Records of labeled points:
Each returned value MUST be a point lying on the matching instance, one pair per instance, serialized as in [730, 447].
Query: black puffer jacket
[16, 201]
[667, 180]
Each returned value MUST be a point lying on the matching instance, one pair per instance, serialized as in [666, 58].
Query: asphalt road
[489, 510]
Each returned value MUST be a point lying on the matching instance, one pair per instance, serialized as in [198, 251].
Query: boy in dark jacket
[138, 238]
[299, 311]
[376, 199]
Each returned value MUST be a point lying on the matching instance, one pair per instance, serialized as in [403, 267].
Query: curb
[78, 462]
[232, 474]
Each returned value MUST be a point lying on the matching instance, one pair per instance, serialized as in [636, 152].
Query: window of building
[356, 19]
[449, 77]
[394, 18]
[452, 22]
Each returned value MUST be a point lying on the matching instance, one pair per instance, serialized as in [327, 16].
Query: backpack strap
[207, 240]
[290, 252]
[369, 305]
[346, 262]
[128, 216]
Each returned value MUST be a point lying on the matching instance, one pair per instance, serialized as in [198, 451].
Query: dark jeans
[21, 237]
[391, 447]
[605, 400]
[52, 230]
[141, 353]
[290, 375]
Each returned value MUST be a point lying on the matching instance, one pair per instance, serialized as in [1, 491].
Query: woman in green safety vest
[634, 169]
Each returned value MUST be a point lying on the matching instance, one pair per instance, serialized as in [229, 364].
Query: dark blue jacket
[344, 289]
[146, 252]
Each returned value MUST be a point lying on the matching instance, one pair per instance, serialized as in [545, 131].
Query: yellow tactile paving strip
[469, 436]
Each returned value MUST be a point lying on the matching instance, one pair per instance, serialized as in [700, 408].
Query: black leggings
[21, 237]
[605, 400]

■ **TO BE DONE**
Output everything from the line containing "in [327, 16]." down to the last of the lines above, both ends included, with each line reproduced unchanged.

■ **EXERCISE OUTPUT**
Each returned value MUST be a point lying on the matching instance, one pair per instance, serialized as in [327, 16].
Query: backpack strap
[207, 240]
[290, 252]
[369, 305]
[346, 262]
[128, 216]
Each returned value MUST be a point lying on the matching instance, one pair per instance, serialized as in [198, 451].
Query: dark jeans
[21, 237]
[391, 447]
[605, 400]
[52, 230]
[141, 353]
[290, 375]
Each returned value MUST be a point lying on the matching instance, one pair per instance, serialized as in [1, 491].
Query: woman in green safety vest
[634, 169]
Each returned value MUST be a point lying on the matching instance, one pair per instance, serialized as in [229, 364].
Query: dark blue jacket
[344, 289]
[146, 252]
Each returned value MUST be a point lying on the matching instance, one pair per instance, serialized as in [545, 131].
Query: yellow tactile paving strip
[469, 436]
Each returned value MUST be a point lying on the matching instance, one pair per instance, serialized as in [700, 408].
Query: black leggings
[21, 237]
[605, 400]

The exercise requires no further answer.